Формулировка задания:
Установите, соответствуют ли приведенному ниже отрывку о замысле фильма следующие утверждения: 1. Олжас читал сценарий два дня. 2. Рассказчик отказался снимать картину на казахском языке. 3. Стартовой площадкой советских космических запусков служил Байконур. На каждое утверждение ответьте «да» или «нет» и дословно процитируйте решающие слова отрывка.

Фрагмент текста:
Тут Олжас вдруг задумался:
— Есть, правда, один вариант… У нас на каждый год есть две запланированные единицы и средства под них. Но это должны быть картины на казахском языке. Ты же не будешь снимать на казахском?..
— Буду, — мгновенно согласился я.
Ничего невозможного в этом я и вправду не видел. Пусть казахи говорят в фильме по-казахски, русские — по-русски. Зритель все поймет из субтитров.
— Ну, на казахском-то я могу запустить картину безо всякого Ермаша….
Два дня Олжас читал сценарий, два дня мы с Борей по-царски жили в цветущем яблоневом саду, ели бешбармак… Вместо меню в столовой давали целый том, по количеству и качеству названий не уступавший "Книге о вкусной и здоровой пище". Была в сталинские времена такая книга-утопия, предлагавшая победившему пролетариату сказочный набор пищевых рецептов… Вот такую же примерно книгу приносили нам каждый день для того, чтобы мы проставили свои галочки против любых блюд, какие нам приглянутся, и получили бы их назавтра изготовленными в наилучшем виде.
Через два дня мы пришли к Олжасу, и я поразился тому, сколь скучна и однолика наша планета. Казахский министр сделал тот же жест и посмотрел на меня тем же жалостливым взглядом, какой я видел у его коллег, выше и ниже рангом, в Москве.
— Почему, Олжас?
— Как я им это объясню? Какие ссыльные? Какие увечные? При чем здесь казахский язык?
И тут озарение вдруг снизошло на меня. Как раз в это время в космосе летал Джанибеков, а казахский Байконур был стартовой площадкой всех советских космических запусков.
— А пусть он у нас будет казахским космонавтом, — в последнем отчаянном пароксизме бескомпромиссной битвы за счастливое материальное будущее брякнул я.
— Что?! — хором переспросили Олжас с Ряховским, пораженные новым прихотливым загибом воображения.
— Ну космонавт. Вот он вырос и стал Джанибековым. Запустили его с казахстанской земли, вернется он на казахстанскую землю. А сейчас он летит над планетой, делает один круг, другой, третий и вспоминает свое отрочество… Которое, между прочим, прошло на казахской земле, и вокруг разговаривали, естественно, на требуемом казахском языке.
— Гениально! — хором выдохнули Олжас с Борей. — Просто гениально!..

Исходные данные:
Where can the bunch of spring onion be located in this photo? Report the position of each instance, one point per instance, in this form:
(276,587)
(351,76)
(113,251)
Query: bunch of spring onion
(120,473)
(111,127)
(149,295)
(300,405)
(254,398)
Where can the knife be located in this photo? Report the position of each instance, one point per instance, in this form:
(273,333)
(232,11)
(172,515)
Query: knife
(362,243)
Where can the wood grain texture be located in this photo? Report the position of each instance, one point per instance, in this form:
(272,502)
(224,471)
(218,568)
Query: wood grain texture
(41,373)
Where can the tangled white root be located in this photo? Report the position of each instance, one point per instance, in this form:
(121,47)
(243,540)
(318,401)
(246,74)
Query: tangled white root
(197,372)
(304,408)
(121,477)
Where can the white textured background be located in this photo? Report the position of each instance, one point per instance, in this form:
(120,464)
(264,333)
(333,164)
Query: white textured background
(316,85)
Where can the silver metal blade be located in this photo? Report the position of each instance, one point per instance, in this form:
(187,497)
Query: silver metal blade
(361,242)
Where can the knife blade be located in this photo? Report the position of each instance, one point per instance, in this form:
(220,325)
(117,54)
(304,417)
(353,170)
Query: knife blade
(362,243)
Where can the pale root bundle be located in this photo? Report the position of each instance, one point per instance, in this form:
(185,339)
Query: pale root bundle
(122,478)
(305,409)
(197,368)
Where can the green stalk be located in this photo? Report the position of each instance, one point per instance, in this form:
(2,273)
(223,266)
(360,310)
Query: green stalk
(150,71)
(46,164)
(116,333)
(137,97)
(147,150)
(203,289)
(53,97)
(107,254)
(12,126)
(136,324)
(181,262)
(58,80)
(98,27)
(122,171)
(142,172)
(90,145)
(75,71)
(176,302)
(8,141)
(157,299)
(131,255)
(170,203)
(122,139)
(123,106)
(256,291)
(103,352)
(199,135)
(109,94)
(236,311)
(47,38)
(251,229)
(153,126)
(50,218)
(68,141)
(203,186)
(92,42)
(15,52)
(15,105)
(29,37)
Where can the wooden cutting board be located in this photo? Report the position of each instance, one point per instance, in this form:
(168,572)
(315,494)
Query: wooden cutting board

Ответ на задание:
1. Да: «Два дня Олжас читал сценарий».
2. Нет: «— Буду, — мгновенно согласился я».
3. Да: «казахский Байконур был стартовой площадкой всех советских космических запусков».